**REQUIREMENT:**
Which lines in the entries below contain the word "wearing"? List every such line in full, with case counting.

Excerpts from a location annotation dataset
((
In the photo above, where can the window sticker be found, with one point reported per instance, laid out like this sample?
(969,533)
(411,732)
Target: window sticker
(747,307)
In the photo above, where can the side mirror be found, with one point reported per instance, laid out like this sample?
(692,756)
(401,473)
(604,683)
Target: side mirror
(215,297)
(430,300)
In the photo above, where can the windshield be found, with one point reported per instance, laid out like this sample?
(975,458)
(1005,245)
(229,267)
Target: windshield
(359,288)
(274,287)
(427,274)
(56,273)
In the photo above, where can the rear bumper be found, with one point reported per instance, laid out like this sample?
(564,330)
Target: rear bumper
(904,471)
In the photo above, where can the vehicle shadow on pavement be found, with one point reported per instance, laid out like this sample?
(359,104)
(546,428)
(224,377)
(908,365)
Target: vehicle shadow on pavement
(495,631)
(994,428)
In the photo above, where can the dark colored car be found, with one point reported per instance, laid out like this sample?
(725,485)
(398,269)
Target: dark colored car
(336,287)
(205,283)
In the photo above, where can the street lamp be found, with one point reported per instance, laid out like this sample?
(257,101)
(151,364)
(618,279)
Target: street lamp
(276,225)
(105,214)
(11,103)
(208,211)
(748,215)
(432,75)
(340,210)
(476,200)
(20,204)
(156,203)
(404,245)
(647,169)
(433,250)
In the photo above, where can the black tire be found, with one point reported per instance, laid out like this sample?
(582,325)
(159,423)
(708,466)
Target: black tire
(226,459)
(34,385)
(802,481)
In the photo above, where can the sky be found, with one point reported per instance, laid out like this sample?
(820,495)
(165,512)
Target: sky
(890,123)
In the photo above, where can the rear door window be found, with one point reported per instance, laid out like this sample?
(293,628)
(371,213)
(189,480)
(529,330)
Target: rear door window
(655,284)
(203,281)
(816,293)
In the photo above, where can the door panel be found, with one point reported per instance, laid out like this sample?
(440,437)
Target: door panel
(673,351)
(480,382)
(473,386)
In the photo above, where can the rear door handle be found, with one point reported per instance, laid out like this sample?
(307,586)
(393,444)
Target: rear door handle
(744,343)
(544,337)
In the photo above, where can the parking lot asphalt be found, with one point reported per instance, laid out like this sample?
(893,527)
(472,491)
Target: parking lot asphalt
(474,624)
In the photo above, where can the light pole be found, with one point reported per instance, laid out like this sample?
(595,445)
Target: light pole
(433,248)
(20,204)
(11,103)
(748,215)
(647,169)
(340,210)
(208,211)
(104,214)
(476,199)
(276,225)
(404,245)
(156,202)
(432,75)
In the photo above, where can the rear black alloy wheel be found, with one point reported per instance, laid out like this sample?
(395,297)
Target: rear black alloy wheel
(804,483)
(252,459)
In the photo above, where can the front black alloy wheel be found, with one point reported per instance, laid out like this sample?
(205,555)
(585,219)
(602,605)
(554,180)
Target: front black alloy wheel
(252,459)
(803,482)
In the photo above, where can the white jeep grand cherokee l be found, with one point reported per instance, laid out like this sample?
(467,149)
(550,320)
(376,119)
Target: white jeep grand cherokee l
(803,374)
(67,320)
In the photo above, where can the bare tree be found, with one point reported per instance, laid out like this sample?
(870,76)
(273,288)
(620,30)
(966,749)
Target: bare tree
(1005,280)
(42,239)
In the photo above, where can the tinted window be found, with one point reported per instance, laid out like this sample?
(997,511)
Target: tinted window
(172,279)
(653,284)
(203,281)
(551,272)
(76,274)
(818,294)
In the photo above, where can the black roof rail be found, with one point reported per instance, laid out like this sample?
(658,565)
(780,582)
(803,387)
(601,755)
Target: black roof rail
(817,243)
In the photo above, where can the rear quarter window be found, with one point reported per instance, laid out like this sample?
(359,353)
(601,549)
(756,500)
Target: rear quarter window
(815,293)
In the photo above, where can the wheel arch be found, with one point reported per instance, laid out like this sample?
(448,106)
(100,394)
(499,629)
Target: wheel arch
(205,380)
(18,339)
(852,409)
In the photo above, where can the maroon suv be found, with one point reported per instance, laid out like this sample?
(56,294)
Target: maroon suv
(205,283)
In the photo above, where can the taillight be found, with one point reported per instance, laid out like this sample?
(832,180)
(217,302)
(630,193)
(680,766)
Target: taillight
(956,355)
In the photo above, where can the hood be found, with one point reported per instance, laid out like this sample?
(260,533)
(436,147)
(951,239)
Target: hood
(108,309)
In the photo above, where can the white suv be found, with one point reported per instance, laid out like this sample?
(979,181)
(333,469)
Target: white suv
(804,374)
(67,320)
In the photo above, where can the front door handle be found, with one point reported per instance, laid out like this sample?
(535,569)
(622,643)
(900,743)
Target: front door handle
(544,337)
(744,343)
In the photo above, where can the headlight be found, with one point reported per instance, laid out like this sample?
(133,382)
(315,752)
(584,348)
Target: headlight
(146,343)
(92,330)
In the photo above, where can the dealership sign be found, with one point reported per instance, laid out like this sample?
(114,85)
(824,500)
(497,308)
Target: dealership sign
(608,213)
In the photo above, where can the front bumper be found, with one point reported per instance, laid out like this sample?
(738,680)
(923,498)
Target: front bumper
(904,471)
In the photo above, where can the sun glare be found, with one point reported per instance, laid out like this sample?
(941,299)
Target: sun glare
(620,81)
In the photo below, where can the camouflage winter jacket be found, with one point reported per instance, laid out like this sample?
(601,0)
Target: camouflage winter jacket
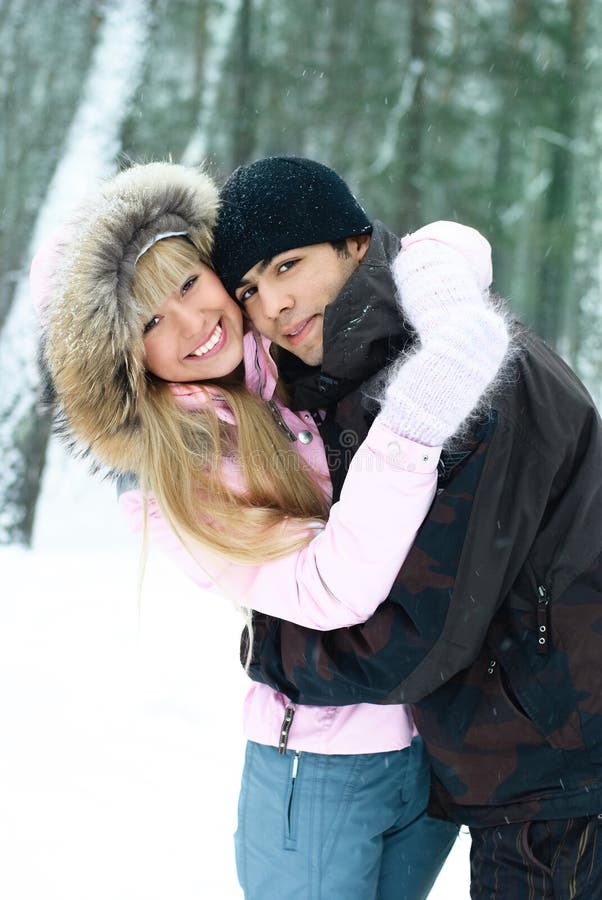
(493,629)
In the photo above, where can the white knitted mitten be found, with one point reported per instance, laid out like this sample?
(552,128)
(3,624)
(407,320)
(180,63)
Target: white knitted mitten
(463,340)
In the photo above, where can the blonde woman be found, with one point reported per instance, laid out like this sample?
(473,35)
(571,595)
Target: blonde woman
(154,376)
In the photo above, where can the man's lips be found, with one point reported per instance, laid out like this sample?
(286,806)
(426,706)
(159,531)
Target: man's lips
(299,332)
(211,345)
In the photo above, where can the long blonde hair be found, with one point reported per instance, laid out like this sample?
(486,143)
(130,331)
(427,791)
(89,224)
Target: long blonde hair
(181,460)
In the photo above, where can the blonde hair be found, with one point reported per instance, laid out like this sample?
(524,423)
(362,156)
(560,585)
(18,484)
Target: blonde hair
(182,453)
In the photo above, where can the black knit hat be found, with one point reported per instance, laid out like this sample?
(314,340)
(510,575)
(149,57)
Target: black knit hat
(276,204)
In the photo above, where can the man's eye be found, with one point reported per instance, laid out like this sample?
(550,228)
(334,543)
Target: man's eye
(247,294)
(151,324)
(188,284)
(285,266)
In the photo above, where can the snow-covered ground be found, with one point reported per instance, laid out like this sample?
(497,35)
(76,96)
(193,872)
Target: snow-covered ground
(119,759)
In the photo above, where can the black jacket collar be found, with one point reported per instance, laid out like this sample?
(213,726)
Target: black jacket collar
(363,332)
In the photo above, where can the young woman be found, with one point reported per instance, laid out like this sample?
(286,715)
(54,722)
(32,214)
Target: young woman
(144,350)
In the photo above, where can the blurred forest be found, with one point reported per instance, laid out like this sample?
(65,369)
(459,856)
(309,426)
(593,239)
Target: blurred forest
(484,111)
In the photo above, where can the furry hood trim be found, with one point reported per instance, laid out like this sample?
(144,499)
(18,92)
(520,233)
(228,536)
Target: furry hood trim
(93,351)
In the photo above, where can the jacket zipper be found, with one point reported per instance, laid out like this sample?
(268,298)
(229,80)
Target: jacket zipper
(543,620)
(289,715)
(280,421)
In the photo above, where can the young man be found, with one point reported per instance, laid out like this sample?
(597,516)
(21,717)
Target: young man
(493,629)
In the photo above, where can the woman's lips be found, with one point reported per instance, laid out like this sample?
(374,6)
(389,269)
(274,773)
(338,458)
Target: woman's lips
(212,345)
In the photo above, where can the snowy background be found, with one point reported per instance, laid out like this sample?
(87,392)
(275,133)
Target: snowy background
(120,730)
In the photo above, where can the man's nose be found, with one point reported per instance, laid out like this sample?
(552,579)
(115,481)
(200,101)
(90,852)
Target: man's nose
(274,301)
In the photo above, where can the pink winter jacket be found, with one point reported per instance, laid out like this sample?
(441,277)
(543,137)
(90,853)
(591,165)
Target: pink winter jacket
(337,580)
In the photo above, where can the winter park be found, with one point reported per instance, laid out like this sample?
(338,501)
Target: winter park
(126,719)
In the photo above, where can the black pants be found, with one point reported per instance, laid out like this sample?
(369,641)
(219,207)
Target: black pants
(551,860)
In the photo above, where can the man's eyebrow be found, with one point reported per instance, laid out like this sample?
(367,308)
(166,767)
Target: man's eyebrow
(261,266)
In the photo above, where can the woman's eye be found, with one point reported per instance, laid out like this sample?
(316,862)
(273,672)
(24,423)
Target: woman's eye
(285,266)
(151,324)
(247,294)
(188,284)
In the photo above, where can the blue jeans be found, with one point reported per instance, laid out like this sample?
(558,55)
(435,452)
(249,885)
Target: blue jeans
(318,827)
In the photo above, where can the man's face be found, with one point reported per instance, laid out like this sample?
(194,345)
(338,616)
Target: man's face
(285,296)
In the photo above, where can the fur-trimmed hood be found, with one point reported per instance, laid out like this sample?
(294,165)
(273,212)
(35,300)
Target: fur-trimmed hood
(92,328)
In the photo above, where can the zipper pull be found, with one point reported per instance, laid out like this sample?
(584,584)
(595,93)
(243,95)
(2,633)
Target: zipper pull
(289,715)
(543,620)
(295,764)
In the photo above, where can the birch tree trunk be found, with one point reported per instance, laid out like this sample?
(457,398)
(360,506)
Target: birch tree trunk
(91,148)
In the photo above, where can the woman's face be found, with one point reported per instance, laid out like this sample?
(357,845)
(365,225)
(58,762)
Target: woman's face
(196,334)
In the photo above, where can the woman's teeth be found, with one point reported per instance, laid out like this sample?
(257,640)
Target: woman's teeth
(210,344)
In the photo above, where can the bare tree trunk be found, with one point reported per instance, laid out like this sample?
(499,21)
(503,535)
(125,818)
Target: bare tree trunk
(551,318)
(90,153)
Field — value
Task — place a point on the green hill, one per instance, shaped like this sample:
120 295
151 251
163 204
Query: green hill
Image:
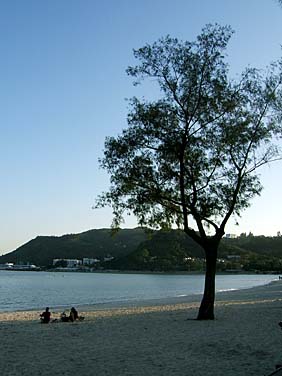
143 249
93 243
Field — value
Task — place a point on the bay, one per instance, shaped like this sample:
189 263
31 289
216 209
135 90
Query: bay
35 290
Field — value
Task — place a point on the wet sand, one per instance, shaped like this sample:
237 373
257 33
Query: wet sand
157 338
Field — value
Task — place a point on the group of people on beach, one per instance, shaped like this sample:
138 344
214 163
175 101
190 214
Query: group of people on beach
45 316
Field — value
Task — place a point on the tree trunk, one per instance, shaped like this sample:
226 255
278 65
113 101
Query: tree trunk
206 311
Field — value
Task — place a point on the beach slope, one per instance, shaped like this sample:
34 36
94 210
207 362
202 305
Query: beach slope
162 339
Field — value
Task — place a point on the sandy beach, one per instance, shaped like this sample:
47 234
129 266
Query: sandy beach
158 339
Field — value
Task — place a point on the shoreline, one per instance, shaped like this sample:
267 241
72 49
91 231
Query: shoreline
256 294
156 340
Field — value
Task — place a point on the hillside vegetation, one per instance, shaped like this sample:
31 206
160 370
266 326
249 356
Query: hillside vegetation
142 249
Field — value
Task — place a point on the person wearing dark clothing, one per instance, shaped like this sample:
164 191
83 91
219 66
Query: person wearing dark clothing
45 316
73 314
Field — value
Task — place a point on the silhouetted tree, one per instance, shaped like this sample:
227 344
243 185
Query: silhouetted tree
193 154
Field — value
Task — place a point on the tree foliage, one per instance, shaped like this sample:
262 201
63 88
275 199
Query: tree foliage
191 156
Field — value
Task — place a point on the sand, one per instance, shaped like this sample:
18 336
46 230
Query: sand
161 339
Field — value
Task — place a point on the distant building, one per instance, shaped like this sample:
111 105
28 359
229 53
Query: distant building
70 263
89 261
230 236
233 257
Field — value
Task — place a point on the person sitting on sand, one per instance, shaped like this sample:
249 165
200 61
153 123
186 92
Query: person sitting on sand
73 314
45 316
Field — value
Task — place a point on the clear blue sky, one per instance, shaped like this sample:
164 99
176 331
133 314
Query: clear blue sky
62 91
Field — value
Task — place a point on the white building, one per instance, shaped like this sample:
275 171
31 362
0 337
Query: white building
70 263
89 261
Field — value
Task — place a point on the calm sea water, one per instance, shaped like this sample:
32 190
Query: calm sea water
35 290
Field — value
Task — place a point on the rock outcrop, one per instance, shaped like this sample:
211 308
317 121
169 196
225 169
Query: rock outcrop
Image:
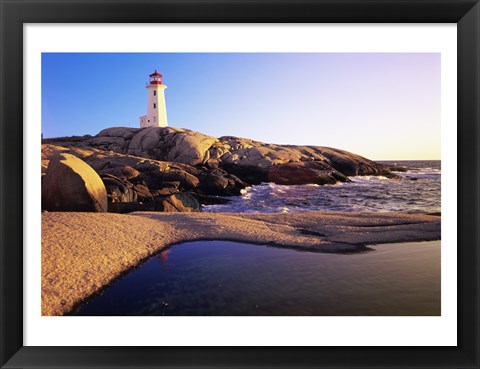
70 184
141 168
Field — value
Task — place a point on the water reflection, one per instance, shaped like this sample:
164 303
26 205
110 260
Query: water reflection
227 278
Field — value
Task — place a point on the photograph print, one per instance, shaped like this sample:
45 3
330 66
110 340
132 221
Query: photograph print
241 184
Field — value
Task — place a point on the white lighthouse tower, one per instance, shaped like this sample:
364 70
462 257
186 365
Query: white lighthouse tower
156 108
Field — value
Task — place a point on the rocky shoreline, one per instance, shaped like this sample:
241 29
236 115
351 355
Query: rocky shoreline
177 170
84 252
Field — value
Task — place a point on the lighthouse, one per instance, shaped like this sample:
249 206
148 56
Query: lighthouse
156 108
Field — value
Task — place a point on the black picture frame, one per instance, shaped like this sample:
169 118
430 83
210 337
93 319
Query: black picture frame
15 13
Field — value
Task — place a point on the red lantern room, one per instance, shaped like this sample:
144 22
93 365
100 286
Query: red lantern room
156 78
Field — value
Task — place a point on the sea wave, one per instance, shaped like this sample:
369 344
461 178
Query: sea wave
416 191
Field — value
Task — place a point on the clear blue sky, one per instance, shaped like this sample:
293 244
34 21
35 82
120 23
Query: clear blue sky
379 105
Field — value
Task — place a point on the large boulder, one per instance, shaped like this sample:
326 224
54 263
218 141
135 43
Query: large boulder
299 173
70 184
190 147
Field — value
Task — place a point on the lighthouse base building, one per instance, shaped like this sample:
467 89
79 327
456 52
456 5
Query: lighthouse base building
156 108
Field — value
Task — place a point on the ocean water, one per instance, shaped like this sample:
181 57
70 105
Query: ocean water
417 191
233 279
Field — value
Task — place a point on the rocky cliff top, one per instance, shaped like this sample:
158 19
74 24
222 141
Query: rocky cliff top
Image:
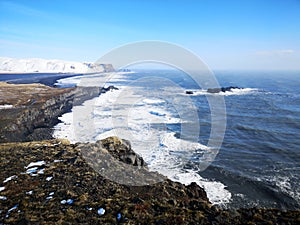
50 182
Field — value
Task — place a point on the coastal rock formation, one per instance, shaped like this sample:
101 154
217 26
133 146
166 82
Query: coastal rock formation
35 108
51 182
222 89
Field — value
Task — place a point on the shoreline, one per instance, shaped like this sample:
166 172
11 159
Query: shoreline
170 208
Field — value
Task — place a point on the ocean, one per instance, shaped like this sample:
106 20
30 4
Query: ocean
258 163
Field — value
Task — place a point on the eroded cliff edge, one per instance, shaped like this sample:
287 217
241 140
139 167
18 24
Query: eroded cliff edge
29 111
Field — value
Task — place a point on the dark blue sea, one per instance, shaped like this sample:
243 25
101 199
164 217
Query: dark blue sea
258 163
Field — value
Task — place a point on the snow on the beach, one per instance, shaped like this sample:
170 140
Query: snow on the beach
11 65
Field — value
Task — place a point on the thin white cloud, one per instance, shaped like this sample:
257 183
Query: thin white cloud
21 9
276 52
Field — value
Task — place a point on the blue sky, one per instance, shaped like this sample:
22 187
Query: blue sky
249 34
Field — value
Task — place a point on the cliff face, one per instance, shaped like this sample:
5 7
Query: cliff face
52 183
35 108
35 65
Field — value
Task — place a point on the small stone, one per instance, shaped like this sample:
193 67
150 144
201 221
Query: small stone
3 198
119 216
63 202
70 201
49 178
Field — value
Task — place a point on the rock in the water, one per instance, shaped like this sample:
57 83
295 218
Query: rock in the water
222 89
109 88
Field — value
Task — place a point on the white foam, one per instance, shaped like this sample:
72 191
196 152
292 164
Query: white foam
216 191
153 101
130 116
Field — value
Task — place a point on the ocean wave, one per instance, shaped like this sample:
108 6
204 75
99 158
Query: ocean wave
233 91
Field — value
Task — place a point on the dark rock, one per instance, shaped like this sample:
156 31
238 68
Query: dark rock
222 89
165 202
34 120
109 88
189 92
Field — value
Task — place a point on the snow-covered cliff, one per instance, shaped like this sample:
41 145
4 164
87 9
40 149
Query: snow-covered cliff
35 65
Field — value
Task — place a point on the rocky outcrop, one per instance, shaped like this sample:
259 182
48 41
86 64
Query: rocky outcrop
53 183
222 89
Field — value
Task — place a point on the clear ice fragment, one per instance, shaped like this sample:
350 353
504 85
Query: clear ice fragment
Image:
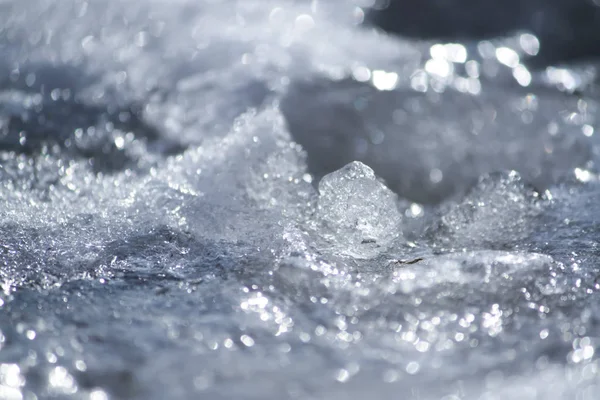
))
**RESPONSE FOR THIS EXERCISE:**
Task — place a point on the person wearing dark clothing, one per instance, shaped like this sample:
Query: person wearing dark clothing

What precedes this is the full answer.